* Exercise text:
###

Lined paper with cursive writing, a pen, a cup of coffee and a variety of other desk items
I love the dark academia aesthetic :)

Welcome to the first of my posts on writing!

Today I’m going to be writing about “found forms”. Found forms are essentially taking mundane objects around you such as texts, tweets, instructions, documents, cards, receipts and turning them into a form of writing. Have you ever seen a story written in tweet form? How about as a receipt? “Found” comes from the fact that you find these objects around you.

As supported by Shields and Vollmer (2012), the 21st century is full of information, and the ‘genres and linguistic forms’ that structure that information can be restraining. If you look around you, language is expected to behave in a particular way in whatever form it’s using. But what if, instead of just a mundane document that you may not look twice at or an internet post you might just scroll by, we elevate the language in these forms to create a story. What if we make this artefact come alive in a new and exciting storytelling way?

You may ask: what is the point of this? Well, using found forms could mean:

  • Authenticity
  • Freedom as writers
  • Meaning through subversion
  • Meaning through the form itself acting as a symbol/representing an idea
  • To enliven a mundane form

Vollmer (2015) says from his introduction to ‘21st Century Prose’ series:

  • ‘it seems weird that so many writers seem more interested in foregrounding story-or plot-than the language they rely on to tell that story.’
  • Vollmer wants ‘to experience the kind of narrative fueled by the idiosyncratic manner in which the writer sets words on the page’.

###

* Source data:
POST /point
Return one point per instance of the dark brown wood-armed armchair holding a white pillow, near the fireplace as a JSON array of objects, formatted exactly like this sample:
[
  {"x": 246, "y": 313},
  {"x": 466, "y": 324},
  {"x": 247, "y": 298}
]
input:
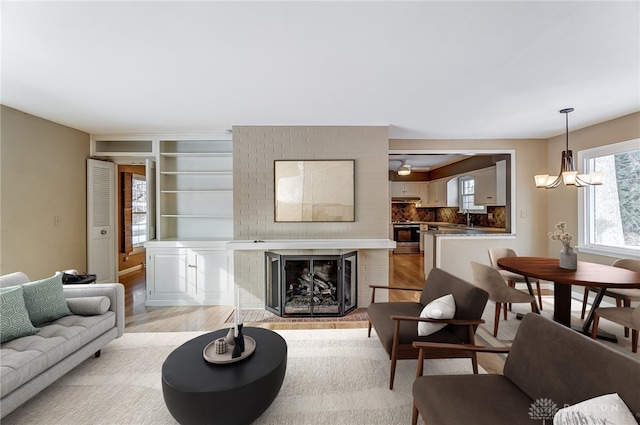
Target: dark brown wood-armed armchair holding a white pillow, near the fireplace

###

* What to do:
1 > The post on found forms gives examples of mundane objects that can be turned into writing. List every object it names as an example in the sentence that defines found forms.
2 > Continue the post on found forms, starting after its last sentence.

* Task-by-task results:
1 > texts, tweets, instructions, documents, cards, receipts

2 >
  • ‘to tap into modes of representation that exhibit an artist’ idiosyncratic and thus singular experience of being alive in the world’.

Below I will add an image of form prompts that you could possibly explore in your next short fiction endeavour!

So how do you use these found forms?

  • Know the rules of the form
  • Break them
  • How? Use unexpected language for that form; and
  • Put the form to a different use (i.e by having the form carry a story rather than an instruction/directions/proof/answers/whatever the expected content is)

Tips:

  • Choose a form that has meaning regarding your story
  • Know the architecture of the form
  • Signal the form clearly
  • Look to surprise within that form

That’s all for today!

Signing off,

Quinn.

References:

Shields, D & Vollmer, M 2012, Fakes: an anthology of pseudo-interviews, faux lectures, quasi-letters and “found texts”, W. W. Norton Company, New York.

Vollmer, M 2015, 21st Century Prose: We like words and voices and that for which we have no name, Essay Daily, viewed 14 September 2021, <https://www.essaydaily.org/2015/04/matthew-vollmer-on-21st-century-prose.html?showComment=1429714071716>.

Further reading and examples:

O'Neill, R 2014, The Lists, The Monthly, viewed 1 October 2021, <https://www.themonthly.com.au/issue/2013/december/1385816400/ryan-oneill/lists>. (love this one)

Orozco, D 2011, Orientation: A Short Story by Daniel Orozco, FSG Work in Progress, viewed 14 September 2021, <https://fsgworkinprogress.com/2011/05/17/orientation-by-daniel-orozco/>.

Yu, C 2020, Problems for Self-Study, Harvard Review Online, viewed 14 September 2021, <https://harvardreview.org/content/problems-for-self-study-2/>. (for any physics enthusiasts)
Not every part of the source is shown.